-- EXERCISE --
Please count the lines in the rows below that contain the string "gray", with case counting, and give only that number.

-- INPUT MATERIAL --
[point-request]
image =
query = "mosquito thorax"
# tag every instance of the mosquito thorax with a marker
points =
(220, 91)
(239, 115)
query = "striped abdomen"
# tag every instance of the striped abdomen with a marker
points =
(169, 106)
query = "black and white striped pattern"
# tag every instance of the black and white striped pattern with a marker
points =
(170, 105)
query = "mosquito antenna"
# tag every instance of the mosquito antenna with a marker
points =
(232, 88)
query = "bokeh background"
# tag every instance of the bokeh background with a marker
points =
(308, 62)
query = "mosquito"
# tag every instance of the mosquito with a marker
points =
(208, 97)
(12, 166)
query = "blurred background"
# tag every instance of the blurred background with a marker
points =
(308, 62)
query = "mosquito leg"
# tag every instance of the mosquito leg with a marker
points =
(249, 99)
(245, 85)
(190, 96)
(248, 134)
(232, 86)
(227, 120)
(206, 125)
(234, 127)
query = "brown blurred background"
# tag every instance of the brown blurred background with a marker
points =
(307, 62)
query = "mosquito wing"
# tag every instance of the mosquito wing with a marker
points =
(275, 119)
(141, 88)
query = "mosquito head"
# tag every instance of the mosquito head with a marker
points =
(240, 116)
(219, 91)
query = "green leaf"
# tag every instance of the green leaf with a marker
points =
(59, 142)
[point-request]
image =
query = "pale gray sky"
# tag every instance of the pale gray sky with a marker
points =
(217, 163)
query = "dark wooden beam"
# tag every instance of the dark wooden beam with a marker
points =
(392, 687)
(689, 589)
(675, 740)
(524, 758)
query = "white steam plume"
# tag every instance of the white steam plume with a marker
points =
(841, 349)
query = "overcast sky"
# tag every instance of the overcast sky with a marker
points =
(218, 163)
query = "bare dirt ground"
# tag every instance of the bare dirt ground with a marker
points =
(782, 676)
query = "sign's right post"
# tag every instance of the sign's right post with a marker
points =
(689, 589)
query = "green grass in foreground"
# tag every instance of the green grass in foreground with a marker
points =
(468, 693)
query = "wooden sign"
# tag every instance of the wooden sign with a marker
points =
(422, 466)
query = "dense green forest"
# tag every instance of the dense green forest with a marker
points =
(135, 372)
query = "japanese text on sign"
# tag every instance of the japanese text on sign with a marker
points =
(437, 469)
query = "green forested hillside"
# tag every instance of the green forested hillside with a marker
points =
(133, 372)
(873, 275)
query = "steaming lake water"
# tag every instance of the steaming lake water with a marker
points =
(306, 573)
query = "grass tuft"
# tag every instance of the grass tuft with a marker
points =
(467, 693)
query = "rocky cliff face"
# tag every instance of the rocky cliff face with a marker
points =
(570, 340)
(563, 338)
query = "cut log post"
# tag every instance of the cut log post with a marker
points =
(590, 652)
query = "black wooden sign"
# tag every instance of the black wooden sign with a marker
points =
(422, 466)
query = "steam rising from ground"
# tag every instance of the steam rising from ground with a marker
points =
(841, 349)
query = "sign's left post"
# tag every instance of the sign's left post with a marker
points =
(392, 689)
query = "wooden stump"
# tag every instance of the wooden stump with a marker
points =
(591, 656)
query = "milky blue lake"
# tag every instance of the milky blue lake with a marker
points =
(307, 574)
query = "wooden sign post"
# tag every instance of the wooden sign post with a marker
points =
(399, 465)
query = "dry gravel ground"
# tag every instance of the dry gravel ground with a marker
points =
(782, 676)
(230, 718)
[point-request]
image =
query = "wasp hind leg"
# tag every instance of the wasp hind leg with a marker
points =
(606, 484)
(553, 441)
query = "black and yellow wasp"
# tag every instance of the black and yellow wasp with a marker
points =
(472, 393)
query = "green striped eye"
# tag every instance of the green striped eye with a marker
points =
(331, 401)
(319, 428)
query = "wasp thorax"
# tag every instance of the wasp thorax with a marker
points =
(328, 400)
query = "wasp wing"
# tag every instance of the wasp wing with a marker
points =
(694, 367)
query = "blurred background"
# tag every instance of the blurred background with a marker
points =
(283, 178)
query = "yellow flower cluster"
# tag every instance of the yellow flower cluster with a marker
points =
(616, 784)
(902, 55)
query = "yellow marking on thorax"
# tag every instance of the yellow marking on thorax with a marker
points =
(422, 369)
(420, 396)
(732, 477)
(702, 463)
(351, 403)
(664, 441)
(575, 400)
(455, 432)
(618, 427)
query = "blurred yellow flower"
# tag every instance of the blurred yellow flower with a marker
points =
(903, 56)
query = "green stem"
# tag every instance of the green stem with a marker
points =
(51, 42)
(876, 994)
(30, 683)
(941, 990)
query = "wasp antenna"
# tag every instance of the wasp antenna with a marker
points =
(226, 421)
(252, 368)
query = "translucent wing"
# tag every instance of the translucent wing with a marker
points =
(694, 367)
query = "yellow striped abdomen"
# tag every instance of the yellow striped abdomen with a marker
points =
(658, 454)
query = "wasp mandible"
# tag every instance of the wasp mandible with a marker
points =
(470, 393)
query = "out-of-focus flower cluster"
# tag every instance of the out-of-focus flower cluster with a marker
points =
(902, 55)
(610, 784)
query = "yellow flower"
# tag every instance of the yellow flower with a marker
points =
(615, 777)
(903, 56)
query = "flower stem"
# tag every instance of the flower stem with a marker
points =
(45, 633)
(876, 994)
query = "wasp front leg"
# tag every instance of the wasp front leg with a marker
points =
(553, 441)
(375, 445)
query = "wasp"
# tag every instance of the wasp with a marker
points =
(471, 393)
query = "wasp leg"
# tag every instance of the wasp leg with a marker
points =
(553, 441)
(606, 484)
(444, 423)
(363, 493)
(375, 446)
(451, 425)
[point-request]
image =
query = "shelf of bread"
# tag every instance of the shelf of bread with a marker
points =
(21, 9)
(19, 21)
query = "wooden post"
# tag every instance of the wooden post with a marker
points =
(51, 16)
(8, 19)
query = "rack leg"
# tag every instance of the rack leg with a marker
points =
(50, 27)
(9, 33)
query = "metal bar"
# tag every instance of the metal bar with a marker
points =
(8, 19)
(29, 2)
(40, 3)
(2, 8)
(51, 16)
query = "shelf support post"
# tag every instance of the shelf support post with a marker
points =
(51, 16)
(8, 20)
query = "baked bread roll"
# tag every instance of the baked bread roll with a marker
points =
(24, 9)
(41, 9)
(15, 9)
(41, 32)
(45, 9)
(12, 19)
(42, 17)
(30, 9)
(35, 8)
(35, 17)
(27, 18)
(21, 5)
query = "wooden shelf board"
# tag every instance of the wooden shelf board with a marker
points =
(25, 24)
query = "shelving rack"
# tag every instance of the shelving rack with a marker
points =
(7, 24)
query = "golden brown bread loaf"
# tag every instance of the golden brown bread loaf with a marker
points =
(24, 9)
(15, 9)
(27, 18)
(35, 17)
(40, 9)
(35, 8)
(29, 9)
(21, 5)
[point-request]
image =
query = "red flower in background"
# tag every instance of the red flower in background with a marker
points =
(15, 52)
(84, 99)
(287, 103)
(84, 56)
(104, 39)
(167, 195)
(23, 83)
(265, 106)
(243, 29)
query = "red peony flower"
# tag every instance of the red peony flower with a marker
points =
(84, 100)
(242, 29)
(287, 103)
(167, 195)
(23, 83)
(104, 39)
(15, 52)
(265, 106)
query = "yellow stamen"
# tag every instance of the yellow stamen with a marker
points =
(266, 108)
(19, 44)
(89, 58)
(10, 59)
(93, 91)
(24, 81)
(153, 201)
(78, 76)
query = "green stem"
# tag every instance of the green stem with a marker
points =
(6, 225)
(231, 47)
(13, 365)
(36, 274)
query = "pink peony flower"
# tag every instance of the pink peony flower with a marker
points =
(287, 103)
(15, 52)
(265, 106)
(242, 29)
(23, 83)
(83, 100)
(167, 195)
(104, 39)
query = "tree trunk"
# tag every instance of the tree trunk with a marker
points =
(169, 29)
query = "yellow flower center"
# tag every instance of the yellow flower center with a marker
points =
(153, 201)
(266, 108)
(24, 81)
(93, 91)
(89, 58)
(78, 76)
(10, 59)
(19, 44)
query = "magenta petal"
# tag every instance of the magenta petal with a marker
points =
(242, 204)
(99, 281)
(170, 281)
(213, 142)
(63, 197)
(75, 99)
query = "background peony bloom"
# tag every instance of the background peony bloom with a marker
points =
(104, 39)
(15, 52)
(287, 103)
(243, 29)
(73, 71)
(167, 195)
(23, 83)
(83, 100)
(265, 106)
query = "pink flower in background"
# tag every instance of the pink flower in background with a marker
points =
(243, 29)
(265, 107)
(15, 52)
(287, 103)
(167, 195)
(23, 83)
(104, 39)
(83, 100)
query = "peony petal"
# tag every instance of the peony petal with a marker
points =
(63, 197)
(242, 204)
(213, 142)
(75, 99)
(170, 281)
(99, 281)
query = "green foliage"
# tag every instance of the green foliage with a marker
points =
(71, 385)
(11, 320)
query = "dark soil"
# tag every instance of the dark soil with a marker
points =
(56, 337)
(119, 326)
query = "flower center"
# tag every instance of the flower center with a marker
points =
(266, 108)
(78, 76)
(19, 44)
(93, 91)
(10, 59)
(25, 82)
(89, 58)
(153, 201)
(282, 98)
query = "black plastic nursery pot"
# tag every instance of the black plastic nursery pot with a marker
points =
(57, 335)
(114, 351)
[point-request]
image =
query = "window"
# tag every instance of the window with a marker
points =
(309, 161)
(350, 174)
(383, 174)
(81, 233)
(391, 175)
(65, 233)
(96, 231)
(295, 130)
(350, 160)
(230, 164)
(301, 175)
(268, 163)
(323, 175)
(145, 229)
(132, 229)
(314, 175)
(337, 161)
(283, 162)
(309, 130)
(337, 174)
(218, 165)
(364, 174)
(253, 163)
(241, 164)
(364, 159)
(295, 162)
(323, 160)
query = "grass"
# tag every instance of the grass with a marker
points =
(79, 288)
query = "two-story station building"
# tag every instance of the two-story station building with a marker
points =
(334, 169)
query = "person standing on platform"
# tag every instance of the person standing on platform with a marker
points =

-- OUTPUT FOR THIS TASK --
2